● **DIRECTIONS**
Recast all of the data below as a two-column CSV with the headers text and points. Each line of text gets its own row, paired with every point listed under it, and each value goes in one quoted field with line breaks replaced by spaces; leave the pictures out.

----------

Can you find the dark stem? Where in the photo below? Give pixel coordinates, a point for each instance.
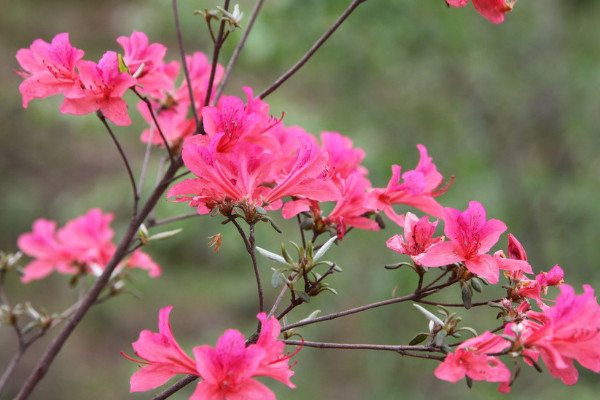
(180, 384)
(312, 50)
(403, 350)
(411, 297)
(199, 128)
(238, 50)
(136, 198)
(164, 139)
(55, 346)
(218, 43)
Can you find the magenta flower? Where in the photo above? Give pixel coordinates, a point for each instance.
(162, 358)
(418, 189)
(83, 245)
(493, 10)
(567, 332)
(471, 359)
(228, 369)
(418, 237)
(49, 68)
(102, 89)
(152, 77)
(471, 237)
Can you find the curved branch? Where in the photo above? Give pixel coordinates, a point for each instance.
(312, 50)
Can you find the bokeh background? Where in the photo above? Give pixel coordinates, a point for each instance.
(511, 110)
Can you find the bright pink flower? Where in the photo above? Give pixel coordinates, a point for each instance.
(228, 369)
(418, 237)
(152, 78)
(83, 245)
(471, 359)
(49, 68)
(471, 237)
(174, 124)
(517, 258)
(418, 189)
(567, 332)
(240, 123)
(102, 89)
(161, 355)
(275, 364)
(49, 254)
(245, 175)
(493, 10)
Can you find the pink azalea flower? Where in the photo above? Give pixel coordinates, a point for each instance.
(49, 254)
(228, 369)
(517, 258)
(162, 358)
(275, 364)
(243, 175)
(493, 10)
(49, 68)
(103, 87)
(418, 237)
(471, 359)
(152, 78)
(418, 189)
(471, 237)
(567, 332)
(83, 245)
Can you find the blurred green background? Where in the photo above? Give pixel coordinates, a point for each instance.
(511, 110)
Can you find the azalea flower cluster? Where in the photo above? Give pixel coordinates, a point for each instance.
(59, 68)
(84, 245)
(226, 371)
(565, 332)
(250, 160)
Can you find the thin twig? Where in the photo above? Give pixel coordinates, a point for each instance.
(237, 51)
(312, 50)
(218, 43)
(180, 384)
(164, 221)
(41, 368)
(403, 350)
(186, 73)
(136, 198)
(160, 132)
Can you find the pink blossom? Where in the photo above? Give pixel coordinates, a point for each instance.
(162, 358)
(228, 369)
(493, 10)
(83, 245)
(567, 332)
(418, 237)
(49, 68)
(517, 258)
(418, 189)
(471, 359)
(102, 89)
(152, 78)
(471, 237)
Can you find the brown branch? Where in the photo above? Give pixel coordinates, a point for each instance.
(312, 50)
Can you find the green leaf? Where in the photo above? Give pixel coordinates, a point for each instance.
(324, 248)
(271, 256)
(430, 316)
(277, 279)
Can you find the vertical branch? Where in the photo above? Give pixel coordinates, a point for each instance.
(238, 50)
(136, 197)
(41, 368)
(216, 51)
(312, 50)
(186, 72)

----------

● **PROBLEM SOLUTION**
text,points
"Can you find the dark stem? Where in the photo below? Give pixel coordinates, a point for each instance.","(180, 384) (312, 50) (403, 350) (411, 297) (199, 128) (238, 50) (136, 198) (164, 139) (55, 346) (218, 43)"
"Can you find the magenta flower? Where in the photo above? Give pixel coordinates, a point for each instance.","(162, 358) (418, 189) (83, 245) (493, 10) (567, 332) (471, 359) (228, 369) (418, 237) (49, 68) (102, 89) (152, 77) (471, 237)"
"Can you find the curved branch? Where in the photo above? Give pixel coordinates, a point for each instance.","(312, 50)"
"Can you find the bokeh background? Where in the photo above? Give pixel coordinates, a point for each instance.","(511, 110)"
"Can you find the bright pink flower? Where in the photo above? Give pixel coordinates, a point for each instance.","(228, 369) (418, 237) (152, 78) (83, 245) (471, 359) (49, 68) (471, 237) (174, 124) (517, 258) (418, 189) (567, 332) (240, 123) (102, 89) (161, 355) (275, 364) (49, 254) (245, 175) (493, 10)"
"Can you find the pink azalea flower? Where in the photo above? Give pixel coordinates, a point for each instance.","(49, 254) (228, 369) (517, 258) (162, 358) (275, 364) (243, 175) (493, 10) (49, 68) (103, 87) (418, 237) (471, 359) (152, 78) (418, 189) (471, 237) (567, 332) (83, 245)"
"Can you find the blurred green background? Where in the photo above? Give pixel coordinates, a point for each instance.","(511, 110)"
"Can you find the azalea flower cluster? Where in the photo above? Give pixel coordinates, a point for each instance.","(59, 68) (84, 245) (226, 371) (565, 332) (250, 160)"
"Can you find the thin twig? Where in the photo above? Give pixel coordinates, a point for each instance.","(237, 51) (312, 50) (218, 43) (180, 384) (164, 221) (41, 368) (403, 350) (186, 73) (136, 198) (160, 132)"
"Can you find the pink blossom? Where in the photo above? Give pixel coordinates, a point for each instance.","(162, 358) (228, 369) (493, 10) (83, 245) (567, 332) (418, 237) (49, 68) (517, 258) (418, 189) (471, 359) (102, 89) (152, 78) (471, 237)"
"Can you find the brown branch? Where in the photo above? Give pixel coordinates, a point for each instance.","(312, 50)"
"Can you find the green leaf? Where in the photo above? Give pixel coordinates, a point for each instance.","(324, 248) (271, 256) (430, 316) (277, 279)"
"Can you find the vertical branch? Where in the photo above? Give pixel coordinates, a point for each instance.","(238, 50) (136, 197) (41, 368) (216, 51) (312, 50) (186, 72)"